### Task directions
Without the pictures, print each of the records below exactly as it appears.

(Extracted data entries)
-- start --
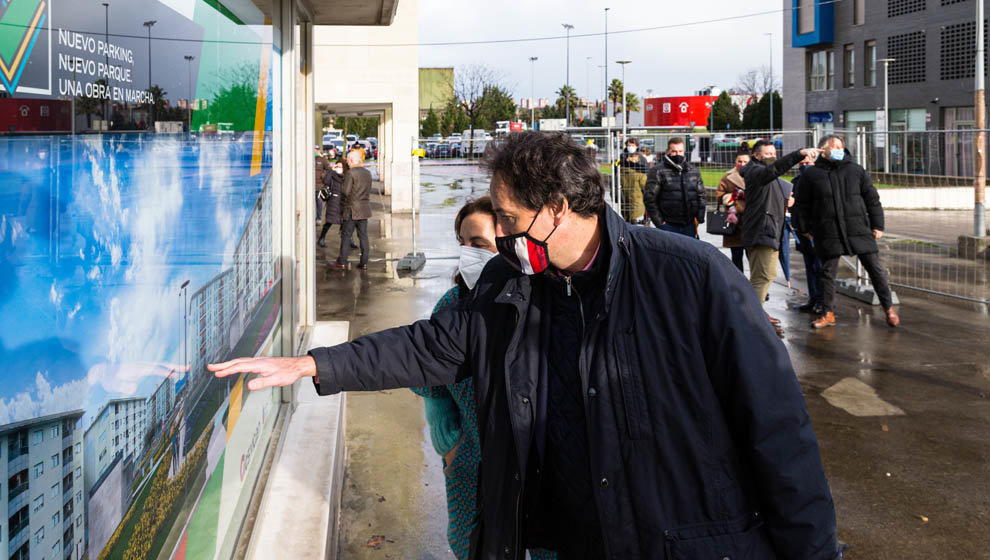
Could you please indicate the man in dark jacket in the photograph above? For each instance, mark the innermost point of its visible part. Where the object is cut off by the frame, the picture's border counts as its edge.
(606, 432)
(355, 209)
(674, 192)
(841, 208)
(766, 204)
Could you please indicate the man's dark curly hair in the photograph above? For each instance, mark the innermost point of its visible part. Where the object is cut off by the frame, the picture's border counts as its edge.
(544, 168)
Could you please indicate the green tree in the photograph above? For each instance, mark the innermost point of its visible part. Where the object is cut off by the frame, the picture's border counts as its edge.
(632, 103)
(498, 106)
(756, 116)
(454, 119)
(725, 114)
(615, 95)
(563, 94)
(430, 125)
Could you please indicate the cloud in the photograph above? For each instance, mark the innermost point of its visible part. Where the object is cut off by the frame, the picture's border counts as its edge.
(55, 297)
(123, 379)
(43, 400)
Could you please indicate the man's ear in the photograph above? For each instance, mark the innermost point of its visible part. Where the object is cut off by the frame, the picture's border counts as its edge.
(558, 210)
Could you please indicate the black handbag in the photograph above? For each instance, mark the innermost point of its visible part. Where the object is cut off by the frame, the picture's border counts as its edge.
(716, 224)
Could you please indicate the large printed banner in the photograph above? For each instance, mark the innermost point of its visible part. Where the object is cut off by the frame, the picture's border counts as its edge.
(137, 245)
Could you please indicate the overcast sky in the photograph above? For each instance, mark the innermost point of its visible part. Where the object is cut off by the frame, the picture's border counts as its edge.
(675, 61)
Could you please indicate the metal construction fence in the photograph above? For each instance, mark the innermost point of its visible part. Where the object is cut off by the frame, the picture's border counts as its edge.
(925, 179)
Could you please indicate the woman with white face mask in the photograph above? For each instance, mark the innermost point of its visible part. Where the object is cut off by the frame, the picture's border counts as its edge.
(450, 410)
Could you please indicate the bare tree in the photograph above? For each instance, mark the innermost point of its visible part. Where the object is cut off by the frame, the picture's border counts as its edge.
(757, 81)
(471, 83)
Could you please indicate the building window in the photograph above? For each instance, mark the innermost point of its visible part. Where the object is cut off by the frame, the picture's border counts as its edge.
(908, 52)
(871, 64)
(849, 66)
(859, 12)
(820, 70)
(830, 68)
(957, 55)
(900, 7)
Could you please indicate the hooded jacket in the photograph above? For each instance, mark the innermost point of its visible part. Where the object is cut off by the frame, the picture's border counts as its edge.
(674, 193)
(694, 451)
(839, 205)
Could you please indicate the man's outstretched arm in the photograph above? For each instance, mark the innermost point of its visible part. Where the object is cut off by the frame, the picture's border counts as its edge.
(425, 353)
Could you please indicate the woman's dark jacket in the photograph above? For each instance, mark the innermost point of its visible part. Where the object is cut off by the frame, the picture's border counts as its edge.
(674, 193)
(333, 183)
(700, 442)
(839, 205)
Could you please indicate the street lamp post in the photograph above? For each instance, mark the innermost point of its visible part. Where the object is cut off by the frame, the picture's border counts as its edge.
(622, 97)
(189, 59)
(151, 109)
(770, 37)
(979, 209)
(886, 116)
(106, 35)
(532, 92)
(567, 82)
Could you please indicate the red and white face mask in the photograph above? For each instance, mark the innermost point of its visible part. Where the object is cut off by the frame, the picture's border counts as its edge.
(525, 253)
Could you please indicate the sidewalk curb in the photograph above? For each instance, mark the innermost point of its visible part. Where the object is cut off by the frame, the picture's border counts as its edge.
(300, 510)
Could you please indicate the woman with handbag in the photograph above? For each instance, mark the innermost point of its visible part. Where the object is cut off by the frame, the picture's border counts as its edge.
(731, 193)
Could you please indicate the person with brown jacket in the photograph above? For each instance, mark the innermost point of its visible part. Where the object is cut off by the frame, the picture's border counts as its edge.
(731, 192)
(355, 209)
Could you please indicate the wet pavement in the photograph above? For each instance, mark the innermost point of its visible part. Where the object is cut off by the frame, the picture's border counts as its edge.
(902, 415)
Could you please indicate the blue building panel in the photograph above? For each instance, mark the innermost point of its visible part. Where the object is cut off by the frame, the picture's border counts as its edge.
(824, 32)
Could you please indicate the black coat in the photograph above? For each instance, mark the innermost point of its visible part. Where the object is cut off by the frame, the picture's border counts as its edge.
(675, 195)
(700, 442)
(333, 186)
(840, 206)
(766, 204)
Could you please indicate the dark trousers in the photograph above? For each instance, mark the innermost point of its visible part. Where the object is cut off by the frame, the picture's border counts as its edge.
(874, 268)
(687, 229)
(737, 256)
(346, 230)
(812, 268)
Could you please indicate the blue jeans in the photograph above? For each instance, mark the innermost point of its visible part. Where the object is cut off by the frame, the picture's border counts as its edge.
(687, 230)
(813, 268)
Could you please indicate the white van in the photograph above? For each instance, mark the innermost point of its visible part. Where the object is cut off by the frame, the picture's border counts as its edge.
(480, 139)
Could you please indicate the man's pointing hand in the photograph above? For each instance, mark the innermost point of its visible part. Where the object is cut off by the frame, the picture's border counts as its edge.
(272, 372)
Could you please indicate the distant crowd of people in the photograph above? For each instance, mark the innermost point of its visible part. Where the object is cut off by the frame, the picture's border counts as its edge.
(343, 198)
(830, 209)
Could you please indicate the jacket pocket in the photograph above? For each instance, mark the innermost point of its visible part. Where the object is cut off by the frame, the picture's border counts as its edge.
(748, 542)
(631, 384)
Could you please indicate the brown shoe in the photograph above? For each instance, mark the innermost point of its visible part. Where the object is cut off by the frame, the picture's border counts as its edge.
(892, 318)
(826, 320)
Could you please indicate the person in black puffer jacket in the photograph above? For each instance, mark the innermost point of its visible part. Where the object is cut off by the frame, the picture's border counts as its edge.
(674, 192)
(841, 207)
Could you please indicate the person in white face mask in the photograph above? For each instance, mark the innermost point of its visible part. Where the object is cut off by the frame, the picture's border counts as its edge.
(450, 409)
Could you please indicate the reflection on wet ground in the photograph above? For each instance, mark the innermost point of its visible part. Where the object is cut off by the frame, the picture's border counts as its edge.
(907, 483)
-- end --
### Answer
Could you please indicate the man in dark jacket in the photograph above? For each instance, mark the innermost point of its visible part. Where the object is cut off by the frame, the picture's border counts as its edge.
(606, 432)
(355, 209)
(674, 192)
(841, 208)
(766, 204)
Could you please indicate the man's dark curly hair in the photograph above? For each instance, mark the innermost point of its visible part. Where the object is cut off by the frame, the picture's border counts as its edge.
(544, 168)
Could you please indicate the green tree in the photograph above? For each instance, mark the innermost point of its visible part. Where the object is cut off by the frame, the picture's border counts as its edge.
(632, 103)
(498, 106)
(756, 116)
(454, 119)
(725, 114)
(615, 95)
(563, 94)
(430, 125)
Could you please indicate the cloud in the photograph above? For each instance, mark the innermost point of its visible part. Where the object is cut off by the frame, the picture's border counts as its edge.
(55, 297)
(123, 379)
(43, 400)
Could you please indicate the man's ear in the photograph above? For each instance, mark the innermost point of its visible part. Where the object is cut off by the frame, the picture's border counts as its edge.
(558, 210)
Could you please indicate the black handbag in the photograph above? For each instance, mark the innermost point of its visible part. Where the object is cut off by the frame, the picture's border counts as its edge.
(716, 224)
Could you please indicate the large printed banner in the photograph above? For each instance, mark the innermost point of its visible part. Where the object is cut off by the frame, the picture's border counts as its edge.
(137, 245)
Could you please indicate the overcast sky in the photograph above? For each instance, mark the innermost point of its visible part. Where the object is cut off by the frame, the picture's border counts as its edge.
(675, 61)
Could you please indicate the metal construction fence in the photograph above? For each instance, mark the innermost point of its visible part. Where the object is cut off by the frame, the picture's border counts as its edge.
(925, 179)
Could you please indicate the woman with white face mask in the photograph above? For each instance, mark the innermost point of its visible part. Where the object is cut off by the frame, the picture's border counts as its edge.
(450, 410)
Could you please indicate the bare tree in the photograph above? For each instance, mark the innermost point of its visible part. Where the object is cut off by the frame, the picture's border counts as its edge.
(757, 81)
(471, 83)
Could you please indicate the building window in the photograph above? For each instance, mark the innermost point of its visible part. Where the object is cut off by the frame, the picture's border counts as its edge.
(908, 52)
(871, 64)
(849, 66)
(859, 12)
(820, 70)
(830, 68)
(957, 55)
(900, 7)
Could you please indicate the hooded jacket in the photograph above? For each instance, mark the innermost point of its visible part. Where the object is cut off by the frame, the picture's border counts as its edge.
(674, 193)
(694, 451)
(839, 205)
Could you please indicate the man's outstretched arm in the photograph above? For each instance, mark the innermost point of its visible part. Where the object is cut off by the frame, the picture's border counts as its edge.
(425, 353)
Could you please indicate the woman's dark jacket in the photograph above? For each instance, mark the innermost point of its visible part. Where the object is cut off by the frame, the picture's border counts as its edge.
(674, 193)
(333, 183)
(700, 442)
(839, 205)
Could you please indicate the street lamp post in the photograph above? For each instance, mark the innermost point of its visible part. Where the object is cut off by the frame, the picture's border counts as its edge.
(622, 97)
(189, 59)
(151, 109)
(770, 37)
(979, 209)
(886, 116)
(106, 35)
(532, 92)
(567, 82)
Could you please indicate the red and white face mask in the photograph above? For each instance, mark the innermost point of its visible part. Where the object is cut off by the frame, the picture's border counts as its edge.
(525, 253)
Could you please indicate the sidewalk curb in the photograph above? For each instance, mark the innermost point of its visible part. Where the object is cut off by the frame, the picture's border counts as its edge.
(300, 510)
Could you please indicate the woman with handbag in the photograph above? For each instance, mark the innermost point of its visible part. Where the object is cut off by the frame, the picture's border counts as its edge.
(731, 193)
Could you please indicate the person with brown jacket in the photograph above? For each instance, mark the innermost point of its visible part. Where the object is cut off by the frame, the picture's border counts as its edge.
(731, 192)
(355, 209)
Could you please indicate the wet pavement in the photograph above? For each instance, mark the innermost point of its visible part. Where the object is cut off by the frame, the picture's border counts as its edge.
(902, 415)
Could you please indicate the blue building panel in the photograph above? For each instance, mark the innermost point of its visible part. Where the object is cut off by the frame, the picture's border counts as its edge.
(824, 32)
Could you please indicate the black coat in the photograph above? For each instance, mark the innermost point of its visible part. Where the object is cut off by the frame, the picture's border counts as its edge.
(675, 195)
(700, 442)
(333, 186)
(840, 206)
(766, 204)
Could you please indicate the dark trousers in the photograph above? For each instance, mark the innermost point of its visible part. Where the object is cut off by the frame, the picture's border counts as its edge.
(874, 268)
(687, 229)
(737, 256)
(346, 230)
(812, 268)
Could you please indicate the blue jeans in the photograph above? For each instance, mark the innermost point of its visible part. Where the object is cut off by the frame, the picture's border counts as its edge.
(687, 230)
(813, 268)
Could you please indicate the white van in the photograph above? For each instance, mark the innermost point of its visible part. Where the object is cut off by the frame, the picture's border counts as its edge.
(480, 139)
Could you please indicate the man's pointing hand in the photograph above? For each instance, mark the innermost point of its visible part. Where the object is cut off by the frame, the picture's border counts as its edge.
(272, 372)
Could you please indicate the distant crowd of people in the photograph above? For each instance, mark the innermost point of its visible part. Where the object is cut off by the frame, the picture's border counts as its edge.
(343, 198)
(830, 209)
Could you please indicate the jacket pocket in the photograph above? For each instance, mark the innermost point of its visible part. Where the object is cut off by the frame, the picture's border counts as its edge.
(748, 542)
(631, 384)
Could you please indicate the brown shoe in the photograph above? For each instance, mark the innermost point of its visible part. Where the object is cut off by the frame, the picture's border counts as its edge.
(892, 318)
(826, 320)
Could you please indicate the person in black puffer jacket in the photograph above? For each instance, mark the innermost point of its visible part. Where the object is cut off by the frame, the picture's border counts as its edge.
(674, 192)
(841, 207)
Could you please indicate the person in white face mask in the photograph above? For each instance, mark the innermost point of its visible part. Where the object is cut off by the frame, the picture's border counts as its edge.
(450, 409)
Could you please indicate the reflection on wet ground in the photograph above? For each instance, mark the innermost point of its visible part. Where the object is cut off by the frame, the picture's border counts as its edge.
(907, 483)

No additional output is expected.